__SELECTED EXCERPT__:
☆ ☆ ☆

# Rescue rep contacted me about the possibility of fostering :P



## xxxxdogdragoness (Jul 22, 2010)

Hey all, the rescue guy for TX cattle dog rescue contacted ms about possibly fostering a 3yr old heeler girl for a while, of course I have to talk to OH about it & hr is asleep right now LMBO. But I will see if I can sweet talk him into it tomorrow .

MY real question is how does fostering go? How do the other dogs take it? Izze took some time to adjust when puppy arrived, will it be the same wih this new one if we decide to do this? Any wisdom/advice is greatly appreciated. :S


----------



## Allyfally (Mar 4, 2011)

I think it would depend on the dogs in question. Not all dogs act the same in situations.

That said, when we brought Falcor home, Patch had never lived with another dog, and he took it kind of hard. But ever since then we've had tons of dogs in the house, and each time Patch gets better. He thinks nothing of it anymore when a strange dog comes in.


----------



## DJEtzel (Dec 28, 2009)

It really all depends on how your dog takes to meeting other dogs.

☆ ☆ ☆

__LISTED RECORDS__:

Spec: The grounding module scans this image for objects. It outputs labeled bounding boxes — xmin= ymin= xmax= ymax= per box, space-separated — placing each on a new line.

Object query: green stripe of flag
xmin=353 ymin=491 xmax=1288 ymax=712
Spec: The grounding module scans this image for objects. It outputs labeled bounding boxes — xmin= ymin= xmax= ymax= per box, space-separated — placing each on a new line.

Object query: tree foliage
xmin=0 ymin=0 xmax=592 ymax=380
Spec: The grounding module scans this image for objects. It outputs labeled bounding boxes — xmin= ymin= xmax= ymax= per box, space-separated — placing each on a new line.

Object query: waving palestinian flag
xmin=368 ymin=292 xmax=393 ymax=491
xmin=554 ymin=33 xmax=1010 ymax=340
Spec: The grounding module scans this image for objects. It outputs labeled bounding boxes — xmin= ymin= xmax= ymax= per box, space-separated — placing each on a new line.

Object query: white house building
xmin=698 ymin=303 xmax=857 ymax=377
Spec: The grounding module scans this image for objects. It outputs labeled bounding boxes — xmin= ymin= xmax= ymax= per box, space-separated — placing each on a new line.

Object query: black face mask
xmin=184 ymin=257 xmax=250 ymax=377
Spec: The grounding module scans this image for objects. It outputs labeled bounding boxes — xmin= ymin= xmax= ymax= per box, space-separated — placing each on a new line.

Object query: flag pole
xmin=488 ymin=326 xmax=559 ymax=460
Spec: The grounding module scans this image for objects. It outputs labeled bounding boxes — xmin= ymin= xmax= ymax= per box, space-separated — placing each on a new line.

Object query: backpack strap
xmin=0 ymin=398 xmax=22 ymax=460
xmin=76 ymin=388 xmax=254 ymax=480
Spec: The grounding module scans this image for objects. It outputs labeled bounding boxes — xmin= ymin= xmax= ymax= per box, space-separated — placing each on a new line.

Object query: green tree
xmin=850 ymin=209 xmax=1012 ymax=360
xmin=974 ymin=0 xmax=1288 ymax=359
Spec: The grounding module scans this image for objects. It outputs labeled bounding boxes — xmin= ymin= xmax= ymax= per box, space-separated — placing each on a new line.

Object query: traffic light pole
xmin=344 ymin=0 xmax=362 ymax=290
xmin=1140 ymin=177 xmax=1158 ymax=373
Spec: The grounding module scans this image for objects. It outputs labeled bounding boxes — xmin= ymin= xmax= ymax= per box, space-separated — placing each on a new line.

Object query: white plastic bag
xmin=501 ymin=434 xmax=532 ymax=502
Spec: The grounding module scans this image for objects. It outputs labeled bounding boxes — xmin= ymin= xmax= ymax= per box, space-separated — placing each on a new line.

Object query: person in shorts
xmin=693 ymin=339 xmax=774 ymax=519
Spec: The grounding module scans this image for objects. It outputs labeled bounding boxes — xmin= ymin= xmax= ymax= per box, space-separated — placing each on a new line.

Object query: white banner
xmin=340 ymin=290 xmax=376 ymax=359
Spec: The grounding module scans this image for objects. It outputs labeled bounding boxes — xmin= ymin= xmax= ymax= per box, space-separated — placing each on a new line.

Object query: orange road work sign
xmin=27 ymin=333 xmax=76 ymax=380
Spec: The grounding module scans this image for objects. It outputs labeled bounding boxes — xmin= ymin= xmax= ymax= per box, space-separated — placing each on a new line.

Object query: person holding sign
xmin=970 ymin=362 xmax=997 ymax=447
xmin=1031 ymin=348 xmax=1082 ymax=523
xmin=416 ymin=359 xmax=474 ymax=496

☆ ☆ ☆

__WHAT IS BEING ASKED__: Extend the forum thread about fostering a rescue heeler, continuing DJEtzel's reply from its last sentence.

__ANSWER TO THIS EXERCISE__:
Frag is great with all dogs and always has been, and is very submissive and in-tune to other dogs' body language. He's been around hundreds of dogs since he was a puppy and went everywhere with us, so was constantly meeting new dogs in homes and since he had two homes, he had different doggie siblings at each. When we bring home a small foster dog or a puppy, we just put them in a room together because Frag won't bother them. When I brought Bailey home I just walked in and put her down and let Frag out for them to meet. With iffy dogs (like Duke) we do lots of walks together and he's great about it, and he's great about being crated/rotated with DA dogs in the home as well. This is all because of his personality though. Bailey hasn't seemed to mind Duke at all either, but this is her first foster. She goes to the dog park dailey and has tons of dog friends though. 

Good luck!


----------



## xxxxdogdragoness (Jul 22, 2010)

Ally>> same with Izze, she took it very hard & wouldn't talk to me for like..
a month lol, she wouldn't eat or anything regularly for a while. I hope that if I do this, that she will be better about it the second time around lol.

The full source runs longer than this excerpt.